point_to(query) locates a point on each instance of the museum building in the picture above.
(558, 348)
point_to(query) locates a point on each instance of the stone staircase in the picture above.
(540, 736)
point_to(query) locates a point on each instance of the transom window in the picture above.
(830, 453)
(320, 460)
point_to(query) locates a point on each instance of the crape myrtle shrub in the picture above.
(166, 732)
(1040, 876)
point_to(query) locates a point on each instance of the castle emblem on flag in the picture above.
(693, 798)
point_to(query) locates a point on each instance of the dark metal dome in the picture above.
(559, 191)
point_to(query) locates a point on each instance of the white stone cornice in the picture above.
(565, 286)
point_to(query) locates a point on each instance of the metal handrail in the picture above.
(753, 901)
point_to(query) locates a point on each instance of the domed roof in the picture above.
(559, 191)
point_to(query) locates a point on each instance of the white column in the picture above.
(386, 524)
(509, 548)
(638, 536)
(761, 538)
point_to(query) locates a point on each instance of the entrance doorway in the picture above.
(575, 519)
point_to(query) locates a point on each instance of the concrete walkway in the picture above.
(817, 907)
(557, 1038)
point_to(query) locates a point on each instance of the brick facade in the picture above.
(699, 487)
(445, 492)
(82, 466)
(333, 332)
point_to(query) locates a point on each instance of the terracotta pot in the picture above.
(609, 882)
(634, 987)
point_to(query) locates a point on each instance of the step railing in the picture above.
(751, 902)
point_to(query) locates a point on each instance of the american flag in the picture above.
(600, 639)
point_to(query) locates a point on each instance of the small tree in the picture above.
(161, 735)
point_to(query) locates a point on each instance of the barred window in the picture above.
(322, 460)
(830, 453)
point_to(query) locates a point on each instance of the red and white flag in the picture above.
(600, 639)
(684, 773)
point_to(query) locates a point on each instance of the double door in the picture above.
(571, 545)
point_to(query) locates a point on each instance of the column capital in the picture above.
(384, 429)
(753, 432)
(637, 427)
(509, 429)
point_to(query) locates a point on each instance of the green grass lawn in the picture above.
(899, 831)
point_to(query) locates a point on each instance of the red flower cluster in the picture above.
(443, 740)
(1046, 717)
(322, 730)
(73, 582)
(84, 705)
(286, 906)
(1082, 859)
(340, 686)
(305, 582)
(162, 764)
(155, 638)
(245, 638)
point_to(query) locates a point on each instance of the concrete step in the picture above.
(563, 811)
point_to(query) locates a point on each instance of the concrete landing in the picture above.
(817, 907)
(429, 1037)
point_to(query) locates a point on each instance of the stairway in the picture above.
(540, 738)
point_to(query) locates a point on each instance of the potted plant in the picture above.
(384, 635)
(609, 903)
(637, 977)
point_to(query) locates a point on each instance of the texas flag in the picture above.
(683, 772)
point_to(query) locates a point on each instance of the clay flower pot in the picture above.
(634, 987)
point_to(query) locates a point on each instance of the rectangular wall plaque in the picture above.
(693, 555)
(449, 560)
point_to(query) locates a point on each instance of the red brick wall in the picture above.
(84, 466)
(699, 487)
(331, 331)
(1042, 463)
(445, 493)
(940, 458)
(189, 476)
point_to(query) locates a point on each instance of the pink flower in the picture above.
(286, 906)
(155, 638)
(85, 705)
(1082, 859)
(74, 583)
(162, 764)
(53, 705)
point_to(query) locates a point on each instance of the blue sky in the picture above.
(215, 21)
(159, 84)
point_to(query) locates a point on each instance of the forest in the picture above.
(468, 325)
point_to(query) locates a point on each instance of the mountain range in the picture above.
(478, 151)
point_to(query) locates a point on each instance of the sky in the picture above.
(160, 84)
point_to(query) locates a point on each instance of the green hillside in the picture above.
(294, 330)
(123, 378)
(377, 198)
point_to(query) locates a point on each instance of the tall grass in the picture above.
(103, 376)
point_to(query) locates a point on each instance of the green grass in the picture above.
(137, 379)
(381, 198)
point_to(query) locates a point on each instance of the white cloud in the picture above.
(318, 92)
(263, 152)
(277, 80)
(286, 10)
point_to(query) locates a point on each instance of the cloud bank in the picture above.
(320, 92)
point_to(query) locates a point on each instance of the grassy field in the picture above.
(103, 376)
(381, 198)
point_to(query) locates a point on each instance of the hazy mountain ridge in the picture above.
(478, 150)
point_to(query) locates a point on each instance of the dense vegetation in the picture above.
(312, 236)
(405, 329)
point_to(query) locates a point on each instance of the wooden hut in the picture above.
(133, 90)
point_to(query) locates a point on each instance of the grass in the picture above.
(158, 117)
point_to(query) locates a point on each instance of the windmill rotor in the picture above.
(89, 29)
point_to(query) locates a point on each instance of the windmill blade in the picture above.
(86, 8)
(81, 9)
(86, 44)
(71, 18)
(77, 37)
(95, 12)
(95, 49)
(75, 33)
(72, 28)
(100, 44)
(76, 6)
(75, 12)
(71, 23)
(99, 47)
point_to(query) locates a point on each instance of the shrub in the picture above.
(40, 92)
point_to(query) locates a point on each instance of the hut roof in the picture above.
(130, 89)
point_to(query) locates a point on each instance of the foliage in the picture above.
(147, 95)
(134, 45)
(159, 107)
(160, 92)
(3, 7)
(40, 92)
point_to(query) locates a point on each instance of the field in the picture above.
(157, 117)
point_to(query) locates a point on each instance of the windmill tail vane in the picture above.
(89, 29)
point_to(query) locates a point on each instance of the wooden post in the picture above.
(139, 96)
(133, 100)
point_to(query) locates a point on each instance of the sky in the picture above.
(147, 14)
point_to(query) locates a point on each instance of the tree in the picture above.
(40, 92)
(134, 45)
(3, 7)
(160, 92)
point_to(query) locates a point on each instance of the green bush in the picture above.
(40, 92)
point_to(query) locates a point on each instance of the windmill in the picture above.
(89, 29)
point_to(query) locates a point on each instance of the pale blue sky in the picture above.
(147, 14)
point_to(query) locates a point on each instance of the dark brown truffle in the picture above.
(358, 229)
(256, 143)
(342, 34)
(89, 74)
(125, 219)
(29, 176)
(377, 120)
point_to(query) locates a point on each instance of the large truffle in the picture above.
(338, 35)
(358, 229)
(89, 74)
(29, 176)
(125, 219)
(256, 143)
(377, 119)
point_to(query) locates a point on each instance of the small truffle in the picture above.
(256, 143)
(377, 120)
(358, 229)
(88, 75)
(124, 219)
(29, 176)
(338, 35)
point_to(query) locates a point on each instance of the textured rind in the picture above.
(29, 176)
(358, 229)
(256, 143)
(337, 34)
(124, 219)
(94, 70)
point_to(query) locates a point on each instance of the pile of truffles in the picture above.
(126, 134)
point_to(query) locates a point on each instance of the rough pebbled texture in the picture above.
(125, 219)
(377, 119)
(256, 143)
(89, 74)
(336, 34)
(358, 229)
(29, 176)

+ + + + + + +

Duplicate all of the data above, keeping every line unchanged and in the same order.

point_to(query) locates a point on each instance of the museum building in the picture above.
(558, 348)
point_to(query) locates a point on each instance of the stone staircase in the picture above.
(540, 736)
point_to(query) locates a point on each instance of the transom window in the picture above.
(830, 453)
(320, 460)
point_to(query) locates a point on each instance of the crape myrtle shrub in the picture above.
(166, 732)
(1040, 876)
point_to(query) locates a point on each instance of the castle emblem on flag in the picture above.
(693, 798)
point_to(query) locates a point on each instance of the dark metal dome in the picture above.
(559, 191)
point_to(query) locates a point on each instance of the white stone cornice in the picture above.
(565, 286)
point_to(query) locates a point on each instance of the metal handrail in the picture above.
(753, 901)
point_to(query) locates a point on each instance of the domed roof in the picture above.
(559, 191)
point_to(query) locates a point on each instance of the white column in the picture above.
(386, 524)
(509, 548)
(638, 536)
(761, 538)
point_to(query) locates a point on each instance of the entrance doorway in the picture above.
(575, 519)
point_to(query) locates a point on each instance of the concrete walkway in the picture above.
(817, 907)
(557, 1038)
point_to(query) locates a point on each instance of the brick facade in the picture above.
(699, 487)
(445, 492)
(82, 466)
(333, 332)
point_to(query) locates a point on each instance of the terracotta pot in the picture above.
(609, 882)
(634, 987)
point_to(query) locates a point on each instance of the step railing in the picture above.
(751, 902)
point_to(query) locates a point on each instance of the american flag in the picture above.
(600, 639)
point_to(query) locates a point on each instance of the small tree in the picture above.
(161, 735)
point_to(query) locates a point on each instance of the barred window in the picture above.
(322, 460)
(830, 453)
point_to(query) locates a point on each instance of the red and white flag in the picture above.
(600, 639)
(684, 773)
point_to(query) locates a point on each instance of the double door in the picture above.
(571, 545)
point_to(query) locates a point on each instance of the column capital in the picture above.
(384, 429)
(753, 432)
(637, 427)
(509, 429)
point_to(query) locates a point on each instance of the green grass lawn in the picture above.
(899, 831)
point_to(query) locates a point on each instance of the red flower cluster in the picture above.
(443, 740)
(1046, 717)
(322, 730)
(73, 582)
(84, 705)
(286, 906)
(1082, 859)
(340, 686)
(305, 582)
(162, 764)
(155, 638)
(245, 638)
point_to(query) locates a point on each instance of the concrete step in the picture above.
(563, 811)
point_to(query) locates a point on each instance of the concrete landing in the picture above.
(817, 907)
(429, 1037)
point_to(query) locates a point on each instance of the stairway in the picture above.
(540, 738)
point_to(query) locates a point on each instance of the potted plant in the picture above.
(384, 635)
(609, 903)
(637, 977)
point_to(query) locates a point on each instance of the texas flag in the picture above.
(683, 772)
point_to(query) locates a point on each instance of the clay flower pot in the picture above.
(634, 987)
point_to(query) locates a point on each instance of the rectangular wall plaque in the picture above.
(693, 555)
(449, 560)
point_to(query) locates a point on each instance of the red brick wall in the picture above.
(84, 466)
(699, 487)
(331, 331)
(1042, 463)
(445, 493)
(940, 458)
(189, 476)
point_to(query) locates a point on each instance of the pink flower in the picture above.
(286, 906)
(155, 638)
(85, 705)
(1082, 859)
(74, 583)
(162, 764)
(53, 705)
point_to(query) locates a point on each instance of the blue sky in the picture above.
(215, 21)
(159, 84)
point_to(query) locates a point on each instance of the forest in the picture above.
(468, 325)
point_to(query) locates a point on each instance of the mountain range in the picture above.
(478, 151)
point_to(query) locates a point on each instance of the sky in the picture above.
(160, 84)
point_to(query) locates a point on each instance of the green hillside in the picture above.
(294, 330)
(123, 378)
(377, 198)
point_to(query) locates a point on each instance of the tall grass in the picture above.
(103, 376)
point_to(query) locates a point on each instance of the green grass in the picture above.
(137, 379)
(381, 198)
point_to(query) locates a point on each instance of the white cloud in the picture above.
(318, 92)
(263, 152)
(277, 80)
(286, 10)
point_to(query) locates a point on each instance of the cloud bank in the picture above.
(320, 92)
point_to(query) locates a point on each instance of the grassy field in the picture above.
(103, 376)
(381, 198)
point_to(query) locates a point on each instance of the hazy mountain ridge in the picture above.
(478, 150)
point_to(query) locates a point on each instance of the dense vegetation in the picture above.
(312, 236)
(405, 329)
point_to(query) locates a point on each instance of the wooden hut in the picture above.
(133, 90)
point_to(query) locates a point on each instance of the grass in the picture above.
(158, 117)
point_to(query) locates a point on each instance of the windmill rotor in the picture above.
(89, 29)
point_to(query) locates a point on each instance of the windmill blade in the picture above.
(86, 8)
(81, 9)
(86, 44)
(71, 18)
(77, 37)
(95, 12)
(95, 49)
(75, 33)
(72, 28)
(100, 44)
(76, 6)
(75, 12)
(71, 23)
(99, 47)
point_to(query) locates a point on each instance of the shrub in the picture above.
(40, 92)
point_to(query) locates a point on each instance of the hut roof in the picture above.
(130, 89)
point_to(query) locates a point on each instance of the foliage in the picture above.
(147, 95)
(134, 45)
(159, 107)
(160, 92)
(3, 7)
(40, 92)
point_to(query) locates a point on each instance of the field in the picture above.
(157, 117)
point_to(query) locates a point on each instance of the windmill tail vane in the picture above.
(89, 29)
point_to(query) locates a point on each instance of the wooden post in the picture above.
(139, 96)
(133, 100)
point_to(query) locates a point on each instance of the sky in the picture above.
(147, 14)
point_to(query) locates a point on each instance of the tree in the picture above.
(40, 92)
(134, 45)
(3, 7)
(160, 92)
point_to(query) locates a point on each instance of the green bush in the picture above.
(40, 92)
point_to(query) locates a point on each instance of the windmill in the picture above.
(89, 29)
point_to(query) locates a point on each instance of the pale blue sky in the picture above.
(147, 14)
point_to(query) locates a point on each instance of the dark brown truffle in the picture above.
(358, 229)
(256, 143)
(342, 34)
(89, 74)
(125, 219)
(29, 176)
(377, 120)
point_to(query) locates a point on each instance of the large truffle in the picture above.
(338, 35)
(358, 229)
(89, 74)
(29, 176)
(125, 219)
(256, 143)
(377, 119)
point_to(query) locates a point on each instance of the small truffle in the picture above.
(256, 143)
(377, 120)
(358, 229)
(88, 75)
(124, 219)
(29, 176)
(338, 35)
point_to(query) locates a point on each instance of the textured rind in the picture above.
(29, 176)
(358, 229)
(256, 143)
(337, 34)
(124, 219)
(94, 70)
point_to(query) locates a point on each instance of the pile of truffles in the picture above.
(126, 134)
point_to(query) locates a point on each instance of the rough pebbled texture in the picture above.
(125, 219)
(377, 119)
(256, 143)
(89, 74)
(336, 34)
(358, 229)
(29, 176)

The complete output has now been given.